___ TESTO IN ESAME ___
Secondo alcuni esperti è la nuova discriminazione del nostro secolo: si tratta dell’ Ageism, cioè delle cure precluse agli anziani. per combattere questo fenomeno si è costituita una associazione internazionale chiamata Life Beyond Limits al quale partecipa come univa italiana la professoressa Valeria Santini della Facoltà di Medicina dell’Università di Firenze.
L’Ageism, ad oggi un fenomeno poco conosciuto, si configura come un gigante paradosso: la popolazione sta invecchiando ma alcune cure, anche quelle oncologiche le sono precluse.
La prof.ssa Valeria Santini ha spiegato: “Ageism è l’equivalente del razzismo e sessismo. Anche i medici di famiglia a volte scoraggiano gli anziani a fare terapie e approfondimenti”
Proprio come accadde per la medicina di genere, con l’accesso negato alle donne a terapie e sperimentazioni, agli anziani sono spesso preclusi trattamenti e approfondimenti diagnostici.
___ DATI FORNITI ___
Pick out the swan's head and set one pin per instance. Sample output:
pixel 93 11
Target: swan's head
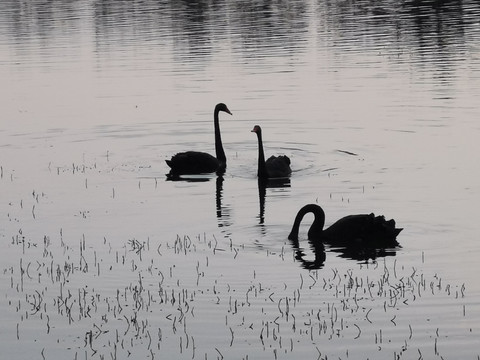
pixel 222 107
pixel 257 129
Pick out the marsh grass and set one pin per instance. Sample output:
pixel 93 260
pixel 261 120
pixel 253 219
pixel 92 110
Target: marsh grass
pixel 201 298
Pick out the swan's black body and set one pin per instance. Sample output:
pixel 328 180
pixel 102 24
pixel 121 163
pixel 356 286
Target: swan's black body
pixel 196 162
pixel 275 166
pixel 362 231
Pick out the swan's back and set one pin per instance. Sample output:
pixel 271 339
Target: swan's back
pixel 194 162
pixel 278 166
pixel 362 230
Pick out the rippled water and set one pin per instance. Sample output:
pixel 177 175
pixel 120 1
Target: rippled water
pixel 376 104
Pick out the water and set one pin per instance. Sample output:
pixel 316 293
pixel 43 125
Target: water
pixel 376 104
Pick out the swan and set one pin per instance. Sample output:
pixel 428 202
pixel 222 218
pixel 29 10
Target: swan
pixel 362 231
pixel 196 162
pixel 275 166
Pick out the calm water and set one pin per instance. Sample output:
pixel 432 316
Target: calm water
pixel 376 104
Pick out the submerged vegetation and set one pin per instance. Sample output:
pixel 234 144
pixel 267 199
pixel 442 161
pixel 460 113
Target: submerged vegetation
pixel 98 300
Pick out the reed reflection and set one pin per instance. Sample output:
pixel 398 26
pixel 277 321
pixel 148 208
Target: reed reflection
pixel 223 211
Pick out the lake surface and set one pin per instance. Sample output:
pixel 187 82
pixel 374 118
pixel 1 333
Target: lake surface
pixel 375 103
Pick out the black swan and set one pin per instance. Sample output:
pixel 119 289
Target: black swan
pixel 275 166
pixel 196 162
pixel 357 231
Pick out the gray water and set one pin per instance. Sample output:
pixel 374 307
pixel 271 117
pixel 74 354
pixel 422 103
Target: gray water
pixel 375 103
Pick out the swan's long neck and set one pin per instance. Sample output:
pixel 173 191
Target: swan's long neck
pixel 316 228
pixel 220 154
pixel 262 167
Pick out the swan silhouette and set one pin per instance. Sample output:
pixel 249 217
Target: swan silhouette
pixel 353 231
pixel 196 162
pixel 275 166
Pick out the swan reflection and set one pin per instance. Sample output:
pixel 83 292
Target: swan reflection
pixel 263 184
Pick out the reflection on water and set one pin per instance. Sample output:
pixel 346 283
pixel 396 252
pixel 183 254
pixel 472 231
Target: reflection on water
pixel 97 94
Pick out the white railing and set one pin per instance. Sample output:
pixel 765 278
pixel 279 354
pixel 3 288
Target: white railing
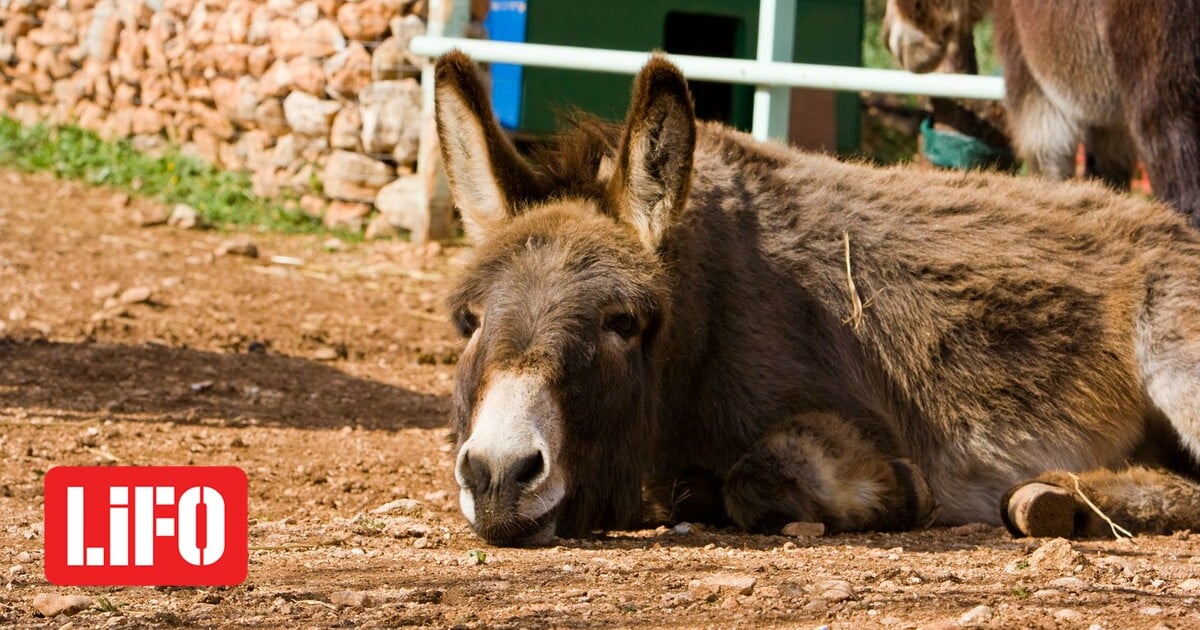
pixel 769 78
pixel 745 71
___
___ DATI FORNITI ___
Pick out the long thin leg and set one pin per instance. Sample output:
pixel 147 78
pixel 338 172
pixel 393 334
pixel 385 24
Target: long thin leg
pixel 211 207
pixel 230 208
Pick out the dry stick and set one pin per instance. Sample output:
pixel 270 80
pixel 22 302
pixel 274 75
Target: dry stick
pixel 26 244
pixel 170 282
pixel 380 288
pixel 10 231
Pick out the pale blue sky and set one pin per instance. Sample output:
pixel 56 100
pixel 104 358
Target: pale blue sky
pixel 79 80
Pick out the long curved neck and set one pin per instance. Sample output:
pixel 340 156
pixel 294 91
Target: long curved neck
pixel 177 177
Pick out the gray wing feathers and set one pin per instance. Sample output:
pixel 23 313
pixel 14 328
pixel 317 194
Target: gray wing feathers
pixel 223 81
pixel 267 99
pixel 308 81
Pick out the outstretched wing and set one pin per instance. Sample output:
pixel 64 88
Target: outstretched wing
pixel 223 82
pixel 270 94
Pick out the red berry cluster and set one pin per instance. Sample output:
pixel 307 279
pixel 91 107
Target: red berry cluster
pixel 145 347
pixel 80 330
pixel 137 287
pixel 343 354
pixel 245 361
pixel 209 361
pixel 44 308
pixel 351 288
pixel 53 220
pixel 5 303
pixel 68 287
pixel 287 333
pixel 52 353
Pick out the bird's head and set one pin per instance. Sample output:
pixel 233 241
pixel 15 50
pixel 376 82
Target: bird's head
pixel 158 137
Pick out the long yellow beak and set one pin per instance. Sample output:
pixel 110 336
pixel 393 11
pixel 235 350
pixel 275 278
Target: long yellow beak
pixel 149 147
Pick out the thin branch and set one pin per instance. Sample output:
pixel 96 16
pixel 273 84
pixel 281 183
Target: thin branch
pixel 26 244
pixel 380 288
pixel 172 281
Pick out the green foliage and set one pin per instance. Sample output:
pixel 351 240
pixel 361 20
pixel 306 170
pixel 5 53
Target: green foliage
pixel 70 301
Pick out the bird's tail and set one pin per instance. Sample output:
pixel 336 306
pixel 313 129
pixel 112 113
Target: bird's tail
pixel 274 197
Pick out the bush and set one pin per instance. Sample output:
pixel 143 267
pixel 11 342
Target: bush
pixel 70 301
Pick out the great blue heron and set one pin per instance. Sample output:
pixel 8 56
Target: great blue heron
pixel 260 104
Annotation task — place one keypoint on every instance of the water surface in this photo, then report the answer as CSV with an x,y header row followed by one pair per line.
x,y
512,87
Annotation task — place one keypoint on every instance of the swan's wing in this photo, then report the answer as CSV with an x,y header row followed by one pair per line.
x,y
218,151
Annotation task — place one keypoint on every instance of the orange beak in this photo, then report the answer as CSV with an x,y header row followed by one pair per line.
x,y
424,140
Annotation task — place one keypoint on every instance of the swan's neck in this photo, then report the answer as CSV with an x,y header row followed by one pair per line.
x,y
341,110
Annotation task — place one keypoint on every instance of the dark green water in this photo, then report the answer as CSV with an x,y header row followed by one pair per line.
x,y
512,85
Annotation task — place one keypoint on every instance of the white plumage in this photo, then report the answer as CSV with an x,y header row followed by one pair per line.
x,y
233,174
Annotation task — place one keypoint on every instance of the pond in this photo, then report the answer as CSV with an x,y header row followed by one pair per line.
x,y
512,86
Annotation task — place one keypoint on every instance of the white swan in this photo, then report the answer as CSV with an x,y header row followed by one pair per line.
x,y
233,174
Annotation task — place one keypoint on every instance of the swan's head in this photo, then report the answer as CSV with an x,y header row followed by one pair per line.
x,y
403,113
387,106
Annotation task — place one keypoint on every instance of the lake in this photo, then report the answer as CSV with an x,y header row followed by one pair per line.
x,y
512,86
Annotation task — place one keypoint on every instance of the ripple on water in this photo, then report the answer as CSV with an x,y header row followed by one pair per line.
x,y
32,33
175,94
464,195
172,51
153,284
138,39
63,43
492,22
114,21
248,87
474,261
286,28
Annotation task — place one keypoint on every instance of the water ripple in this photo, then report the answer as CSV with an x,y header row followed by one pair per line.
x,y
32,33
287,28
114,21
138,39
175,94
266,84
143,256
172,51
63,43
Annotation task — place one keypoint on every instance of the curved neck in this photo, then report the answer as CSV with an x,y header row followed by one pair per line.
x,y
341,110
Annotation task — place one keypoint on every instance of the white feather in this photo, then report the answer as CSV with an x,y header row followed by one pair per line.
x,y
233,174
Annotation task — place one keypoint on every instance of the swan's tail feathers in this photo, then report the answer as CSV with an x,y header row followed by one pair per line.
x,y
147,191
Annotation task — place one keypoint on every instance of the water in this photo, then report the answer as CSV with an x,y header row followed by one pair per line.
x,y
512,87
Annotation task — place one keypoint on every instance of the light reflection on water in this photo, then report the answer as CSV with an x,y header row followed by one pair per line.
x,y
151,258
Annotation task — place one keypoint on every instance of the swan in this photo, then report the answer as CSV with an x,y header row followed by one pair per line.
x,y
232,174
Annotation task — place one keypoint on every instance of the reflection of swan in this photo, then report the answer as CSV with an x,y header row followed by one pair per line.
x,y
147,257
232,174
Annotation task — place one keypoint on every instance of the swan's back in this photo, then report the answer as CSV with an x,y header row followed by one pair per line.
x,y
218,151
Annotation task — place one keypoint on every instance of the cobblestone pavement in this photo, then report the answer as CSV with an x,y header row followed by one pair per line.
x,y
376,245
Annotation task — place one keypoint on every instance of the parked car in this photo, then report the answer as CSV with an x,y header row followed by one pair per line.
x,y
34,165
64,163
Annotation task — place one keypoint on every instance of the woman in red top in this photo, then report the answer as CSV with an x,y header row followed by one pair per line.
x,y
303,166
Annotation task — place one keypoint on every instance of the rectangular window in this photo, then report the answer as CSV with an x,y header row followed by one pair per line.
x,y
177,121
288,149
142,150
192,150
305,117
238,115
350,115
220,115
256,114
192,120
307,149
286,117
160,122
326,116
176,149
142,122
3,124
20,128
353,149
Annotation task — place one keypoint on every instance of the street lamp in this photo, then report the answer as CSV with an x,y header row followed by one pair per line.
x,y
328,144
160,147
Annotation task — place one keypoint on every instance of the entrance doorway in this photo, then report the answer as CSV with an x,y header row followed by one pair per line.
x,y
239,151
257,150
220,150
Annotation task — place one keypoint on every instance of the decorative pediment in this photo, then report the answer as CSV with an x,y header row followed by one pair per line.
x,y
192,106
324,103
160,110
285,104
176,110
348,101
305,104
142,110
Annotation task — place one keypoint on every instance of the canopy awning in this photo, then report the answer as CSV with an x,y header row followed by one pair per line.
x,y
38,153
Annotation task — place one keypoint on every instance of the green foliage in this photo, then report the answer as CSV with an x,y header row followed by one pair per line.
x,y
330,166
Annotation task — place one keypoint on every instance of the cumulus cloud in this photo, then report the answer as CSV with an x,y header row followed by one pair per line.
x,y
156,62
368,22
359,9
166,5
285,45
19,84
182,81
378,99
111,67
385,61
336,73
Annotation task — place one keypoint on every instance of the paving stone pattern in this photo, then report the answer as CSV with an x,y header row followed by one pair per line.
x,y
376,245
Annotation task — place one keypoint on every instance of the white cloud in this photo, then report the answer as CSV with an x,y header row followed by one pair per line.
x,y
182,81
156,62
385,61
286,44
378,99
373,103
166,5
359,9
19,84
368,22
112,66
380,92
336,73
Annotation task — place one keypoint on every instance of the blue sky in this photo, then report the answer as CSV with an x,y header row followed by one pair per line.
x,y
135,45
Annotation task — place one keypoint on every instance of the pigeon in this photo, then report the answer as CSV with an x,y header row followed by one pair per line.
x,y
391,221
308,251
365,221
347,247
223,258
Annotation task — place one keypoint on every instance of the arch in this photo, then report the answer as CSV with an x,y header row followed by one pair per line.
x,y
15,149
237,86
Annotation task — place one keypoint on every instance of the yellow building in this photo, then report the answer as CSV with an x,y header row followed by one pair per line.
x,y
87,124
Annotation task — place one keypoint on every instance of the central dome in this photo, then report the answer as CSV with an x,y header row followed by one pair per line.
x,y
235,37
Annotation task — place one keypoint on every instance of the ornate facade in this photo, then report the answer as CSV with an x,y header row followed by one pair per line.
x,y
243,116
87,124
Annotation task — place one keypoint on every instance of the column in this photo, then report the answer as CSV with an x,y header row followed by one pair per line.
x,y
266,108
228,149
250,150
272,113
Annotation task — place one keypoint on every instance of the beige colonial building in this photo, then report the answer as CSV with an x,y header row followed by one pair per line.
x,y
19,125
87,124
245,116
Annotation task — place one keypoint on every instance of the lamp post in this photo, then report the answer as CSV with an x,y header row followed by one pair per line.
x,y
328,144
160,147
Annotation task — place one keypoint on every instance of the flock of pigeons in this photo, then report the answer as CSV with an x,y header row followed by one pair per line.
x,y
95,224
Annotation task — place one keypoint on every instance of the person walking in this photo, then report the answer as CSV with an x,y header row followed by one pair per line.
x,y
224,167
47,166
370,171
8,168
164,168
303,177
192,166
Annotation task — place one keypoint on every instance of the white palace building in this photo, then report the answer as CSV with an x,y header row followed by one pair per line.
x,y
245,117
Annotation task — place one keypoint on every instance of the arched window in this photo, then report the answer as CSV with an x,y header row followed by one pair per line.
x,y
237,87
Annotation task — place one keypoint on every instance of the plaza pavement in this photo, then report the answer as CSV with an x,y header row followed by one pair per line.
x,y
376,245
___
___ DATI FORNITI ___
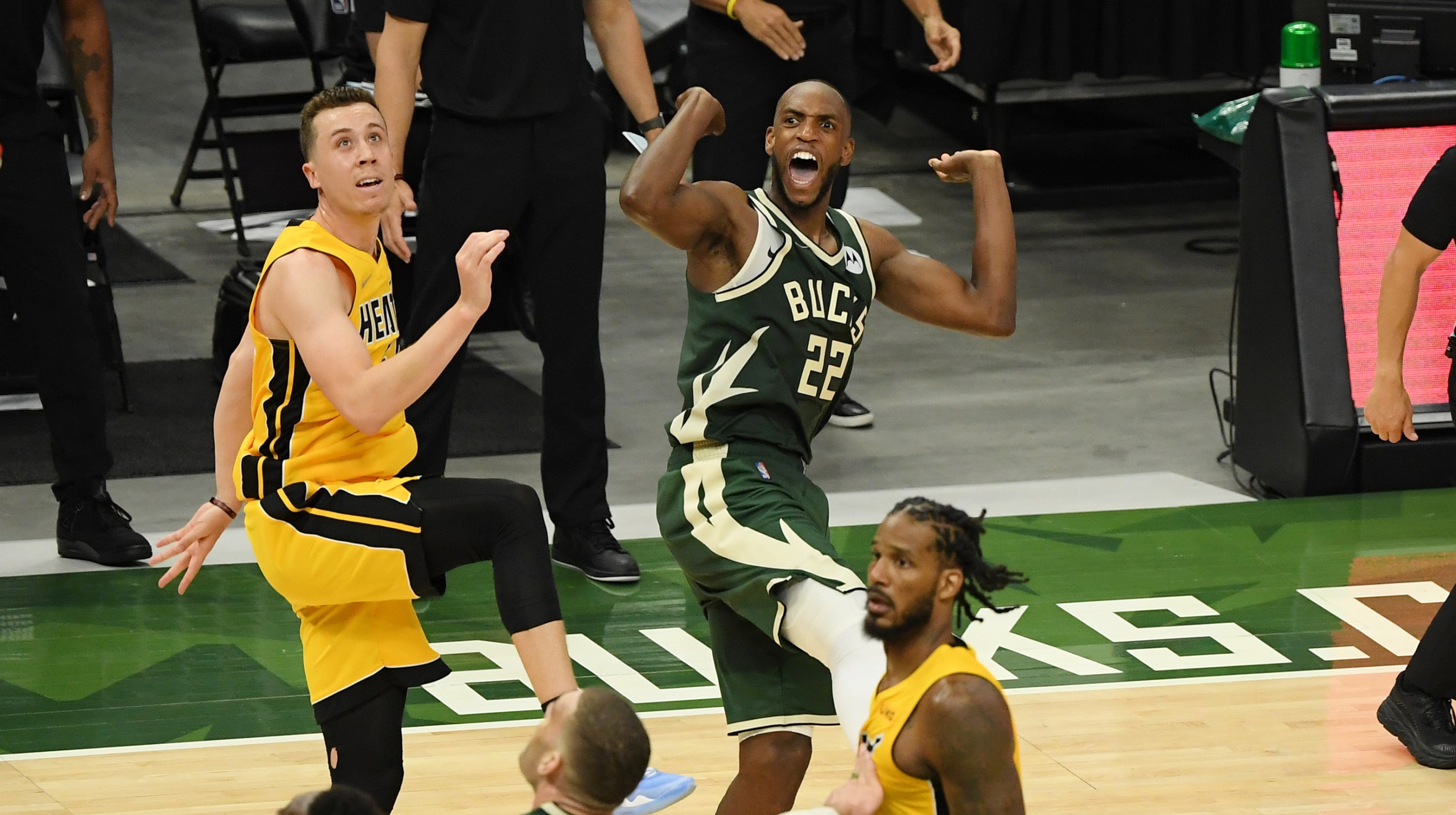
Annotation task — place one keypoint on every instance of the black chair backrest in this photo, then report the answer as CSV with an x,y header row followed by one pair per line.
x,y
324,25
___
- _SERIE DI ESERCIZI_
#1 Stabilisci se le affermazioni (a), (b) e (c) concordano con il testo sull'Ageism. Rispondi a ciascuna con sì o no e cita le parole decisive del testo. (a) L'associazione internazionale nata per combattere l'Ageism si chiama Life Beyond Limits. (b) Secondo la prof.ssa Santini, i medici di famiglia incoraggiano sempre gli anziani a fare terapie. (c) Il testo descrive l'Ageism come un fenomeno ampiamente conosciuto.
#2 Estrai dal testo sull'Ageism il brano che va da "L’Ageism, ad oggi" a "le sono precluse.", copiandolo senza alcuna modifica.
Le voci riportate provengono da una fonte diversa dal testo in esame.

- _RISPOSTE SCRITTE_
#1
(a) Sì: «si è costituita una associazione internazionale chiamata Life Beyond Limits».
(b) No: «Anche i medici di famiglia a volte scoraggiano gli anziani a fare terapie e approfondimenti».
(c) No: «ad oggi un fenomeno poco conosciuto».

#2
L’Ageism, ad oggi un fenomeno poco conosciuto, si configura come un gigante paradosso: la popolazione sta invecchiando ma alcune cure, anche quelle oncologiche le sono precluse.